◆ WHAT YOU WILL DO:
Please print every line from the one containing "Place a point on every instance of the metal" through the last line of the records below, exactly as written and nothing more.

Position identification records:
= = =
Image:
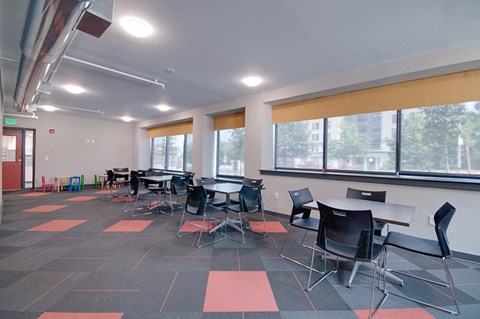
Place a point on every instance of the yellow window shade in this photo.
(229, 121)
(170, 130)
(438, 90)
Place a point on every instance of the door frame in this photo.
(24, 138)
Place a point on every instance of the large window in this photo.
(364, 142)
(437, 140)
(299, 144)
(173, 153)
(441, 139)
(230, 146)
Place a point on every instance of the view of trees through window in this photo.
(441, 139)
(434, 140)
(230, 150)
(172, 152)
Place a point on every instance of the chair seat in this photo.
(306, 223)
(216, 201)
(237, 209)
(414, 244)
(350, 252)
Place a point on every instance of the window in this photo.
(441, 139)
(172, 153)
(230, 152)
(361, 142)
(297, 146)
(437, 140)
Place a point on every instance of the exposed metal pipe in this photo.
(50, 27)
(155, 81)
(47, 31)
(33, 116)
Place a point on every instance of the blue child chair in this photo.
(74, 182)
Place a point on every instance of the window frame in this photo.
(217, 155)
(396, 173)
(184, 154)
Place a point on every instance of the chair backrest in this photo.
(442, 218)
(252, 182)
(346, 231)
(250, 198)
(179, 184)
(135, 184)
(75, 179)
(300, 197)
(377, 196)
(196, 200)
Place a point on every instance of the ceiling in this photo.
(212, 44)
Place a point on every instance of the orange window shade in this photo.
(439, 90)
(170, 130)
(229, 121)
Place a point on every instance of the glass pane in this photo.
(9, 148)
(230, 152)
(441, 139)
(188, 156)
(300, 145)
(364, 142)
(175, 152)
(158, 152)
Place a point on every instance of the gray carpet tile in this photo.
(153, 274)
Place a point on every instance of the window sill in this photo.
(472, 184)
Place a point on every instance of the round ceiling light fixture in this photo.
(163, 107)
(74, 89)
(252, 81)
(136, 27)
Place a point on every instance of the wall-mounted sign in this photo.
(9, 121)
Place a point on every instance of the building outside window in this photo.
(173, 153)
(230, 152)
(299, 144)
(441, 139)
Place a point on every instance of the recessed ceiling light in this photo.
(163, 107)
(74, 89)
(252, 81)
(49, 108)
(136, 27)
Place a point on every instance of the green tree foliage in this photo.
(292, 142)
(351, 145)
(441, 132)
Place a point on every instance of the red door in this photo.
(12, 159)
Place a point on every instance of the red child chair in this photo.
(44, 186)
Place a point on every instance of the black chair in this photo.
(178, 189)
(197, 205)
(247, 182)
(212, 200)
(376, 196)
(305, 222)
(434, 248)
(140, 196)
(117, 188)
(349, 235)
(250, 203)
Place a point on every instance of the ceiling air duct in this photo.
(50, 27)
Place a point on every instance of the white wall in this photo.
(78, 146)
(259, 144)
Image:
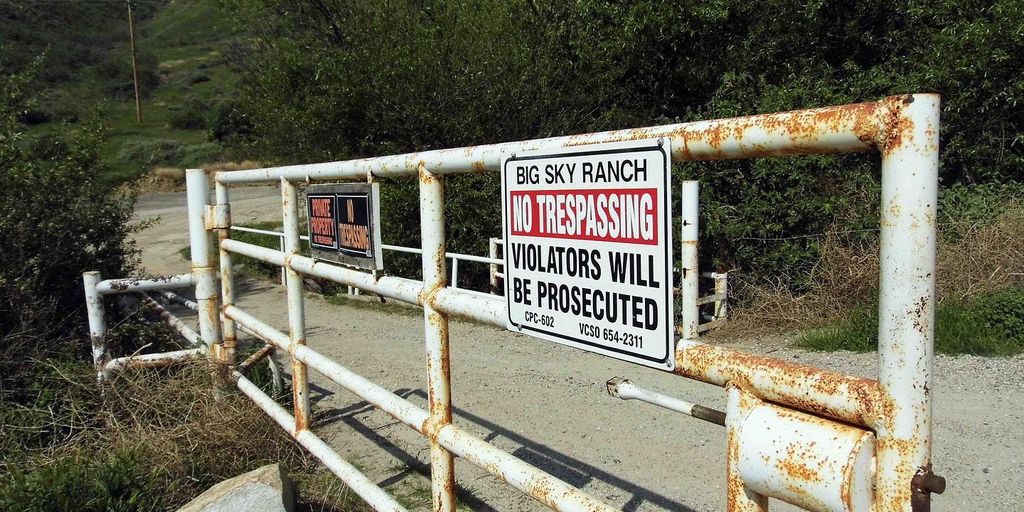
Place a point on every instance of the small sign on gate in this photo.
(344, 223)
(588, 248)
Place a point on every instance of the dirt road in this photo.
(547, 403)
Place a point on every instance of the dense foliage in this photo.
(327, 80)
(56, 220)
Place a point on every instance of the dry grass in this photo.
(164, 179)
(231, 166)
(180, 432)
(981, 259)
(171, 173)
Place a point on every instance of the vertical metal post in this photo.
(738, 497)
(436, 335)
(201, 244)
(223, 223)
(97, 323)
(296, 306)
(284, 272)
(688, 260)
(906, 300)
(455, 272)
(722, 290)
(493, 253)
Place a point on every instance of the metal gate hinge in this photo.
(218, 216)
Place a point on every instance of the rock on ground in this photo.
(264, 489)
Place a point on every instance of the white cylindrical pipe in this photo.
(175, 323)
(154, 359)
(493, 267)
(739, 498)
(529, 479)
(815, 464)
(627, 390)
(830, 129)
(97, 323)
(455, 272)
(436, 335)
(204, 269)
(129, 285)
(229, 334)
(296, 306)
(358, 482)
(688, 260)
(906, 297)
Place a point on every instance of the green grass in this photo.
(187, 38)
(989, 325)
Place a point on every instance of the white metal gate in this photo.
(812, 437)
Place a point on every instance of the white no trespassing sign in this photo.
= = =
◆ TASK RESULT:
Place a point on every instance of the metal gate hinge in this photo.
(218, 216)
Place a point on every instance of the rock on ground in this photo.
(264, 489)
Place a point on every instance of the white cylindrical pipe in this photo.
(175, 323)
(154, 359)
(493, 267)
(739, 498)
(529, 479)
(815, 464)
(627, 390)
(830, 129)
(97, 323)
(455, 272)
(436, 335)
(204, 269)
(129, 285)
(229, 334)
(296, 306)
(358, 482)
(688, 260)
(906, 297)
Place a point on every instance of the green grass in this photo.
(187, 38)
(989, 325)
Place a point on every instance of the white metal gate in this photo.
(812, 437)
Place a point on every instance of the white no trespassing sign in this photo.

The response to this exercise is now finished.